Para Iona Heath, a indústria da saúde tem um papel crucial nesta realidade. “Há uma enorme quantia de dinheiro que vem a partir da inflação desses medos, muitos dos quais apoiados por boas pessoas que tentam impedir que pessoas morram de doenças horríveis, mas que sucumbem a um grau perigoso de pensamento positivista que, no fim, favorece os interesses das indústrias biotecnológicas e farmacêuticas”, declarou a escritora, destacando que “o medo é uma oportunidade de negócio”.
Ela alertou ainda sobre o “aumento absurdo” na prescrição de antidepressivos e antipsicóticos. “Karl Max disse que a religião é o ópio do povo. Por séculos, foi assim. Você está mal, mas tem o paraíso, pode tolerar sua pobreza hoje. Agora temos os medicamentos fazendo esse controle, são o novo o ópio do povo. Fala-se pouco sobre os efeitos colaterais dos medicamentos”, pontuou, afirmando que se as pessoas soubessem o risco envolvido, pensariam muito antes de tomar tantos remédios sem necessidade. “É a primeira vez na história que as pessoas estão sendo medicalizadas nesse nível. Vamos ter que esperar um tempo para ver as consequências e os efeitos nefastos a longo prazo disso, não só na saúde humana mas no meio ambiente também. As pessoas jogam os remédios na privada, no lixo, isso tudo vai para os rios, para a terra”, avaliou, ponderando, no entanto, ser favorável ao uso dos medicamentos em casos necessários, como no tratamento de doenças graves e agudas. “As pessoas podem ser salvas por eles. Mas a forma como temos tratado situações normais como se fossem doenças, aceitando limites cada vez mais estreitos para definir diabetes, hipertensão. Tristeza agora é depressão, medo da vida é depressão. Remédios no lugar certo são fantásticos, no lugar errado são perigosos”, ponderou, classificando o exagero na prescrição de remédios como “um problema social”. Segundo ela, “o médico acha que está fazendo o bem para o paciente. Isso nunca vai ser resolvido enquanto as farmacêuticas ganharem tanto dinheiro e a economia depender disso. Se elas vendem muitos remédios é ótimo para a economia, mas é um caminho ruim para sociedade. Precisamos ser cada vez mais cautelosos no uso de medicamentos. Isso é importante para idosos que são as principais vítimas do excesso de medicação. Tomam muitos remédios juntos, há interação entre eles e prejuízos”, explicou.

-*-*-

■ Suas tarefas:
**a.** No texto sobre Iona Heath, quem são as principais vítimas do excesso de medicação?
**b.** Liste todos os lugares para onde, segundo o texto sobre Iona Heath, vão os remédios que as pessoas descartam.
**c.** Retome o texto sobre Iona Heath a partir do ponto em que ele termina.

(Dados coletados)

-*-*-

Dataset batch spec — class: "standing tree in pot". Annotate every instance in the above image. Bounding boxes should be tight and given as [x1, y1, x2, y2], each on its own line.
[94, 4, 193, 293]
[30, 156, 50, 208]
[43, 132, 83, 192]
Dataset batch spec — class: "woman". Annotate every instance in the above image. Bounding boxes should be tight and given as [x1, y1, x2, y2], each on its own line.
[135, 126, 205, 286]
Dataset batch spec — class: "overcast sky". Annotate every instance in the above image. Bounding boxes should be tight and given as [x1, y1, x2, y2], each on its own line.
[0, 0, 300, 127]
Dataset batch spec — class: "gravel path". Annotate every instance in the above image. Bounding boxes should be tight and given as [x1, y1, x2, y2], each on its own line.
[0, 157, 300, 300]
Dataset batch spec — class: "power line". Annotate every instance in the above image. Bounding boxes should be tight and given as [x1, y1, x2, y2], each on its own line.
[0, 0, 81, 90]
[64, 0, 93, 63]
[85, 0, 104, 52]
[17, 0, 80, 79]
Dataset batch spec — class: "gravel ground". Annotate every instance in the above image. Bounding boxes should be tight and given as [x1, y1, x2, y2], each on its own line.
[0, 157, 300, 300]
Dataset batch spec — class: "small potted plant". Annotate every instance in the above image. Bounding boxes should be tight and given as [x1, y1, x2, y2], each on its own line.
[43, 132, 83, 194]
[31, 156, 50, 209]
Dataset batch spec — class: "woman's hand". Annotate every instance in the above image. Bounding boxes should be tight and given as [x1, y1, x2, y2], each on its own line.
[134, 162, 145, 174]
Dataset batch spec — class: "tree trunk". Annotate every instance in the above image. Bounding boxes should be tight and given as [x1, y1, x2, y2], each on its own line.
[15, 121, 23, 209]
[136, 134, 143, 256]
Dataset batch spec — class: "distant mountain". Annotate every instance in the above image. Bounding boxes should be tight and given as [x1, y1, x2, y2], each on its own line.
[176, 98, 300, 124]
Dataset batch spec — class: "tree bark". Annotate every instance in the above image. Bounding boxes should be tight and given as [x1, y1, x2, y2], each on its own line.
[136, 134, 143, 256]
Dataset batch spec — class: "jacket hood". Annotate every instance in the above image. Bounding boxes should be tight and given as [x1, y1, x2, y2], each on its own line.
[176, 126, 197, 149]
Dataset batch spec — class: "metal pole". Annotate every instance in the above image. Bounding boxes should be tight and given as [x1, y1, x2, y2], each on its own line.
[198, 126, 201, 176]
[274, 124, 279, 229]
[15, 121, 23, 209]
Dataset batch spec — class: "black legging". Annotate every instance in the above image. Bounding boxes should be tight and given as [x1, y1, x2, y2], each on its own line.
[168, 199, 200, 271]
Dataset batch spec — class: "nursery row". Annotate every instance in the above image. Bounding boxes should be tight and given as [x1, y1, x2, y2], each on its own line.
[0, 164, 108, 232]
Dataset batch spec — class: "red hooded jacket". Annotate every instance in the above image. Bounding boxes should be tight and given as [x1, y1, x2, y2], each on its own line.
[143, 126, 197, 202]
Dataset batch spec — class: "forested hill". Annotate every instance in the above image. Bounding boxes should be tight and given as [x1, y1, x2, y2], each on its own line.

-*-*-

■ Respostas por tarefa:
**a.** Os idosos.

**b.** Privada, lixo, rios, terra.

**c.**
Apesar dos dados alarmantes, Iona Heath diz ter esperança de que as coisas possam ser feitas de forma diferente. “Deixar as coisas claras, transparentes, é o caminho para mudanças. Todo o sistema financeiro depende hoje da venda de mais remédios, mas isso não pode ir muito longe. Remédios aparentemente são soluções para sofrimentos, perdas, para a morte mas, além de não terem tais propriedades, ao final ainda cobrarão seu preço”, concluiu.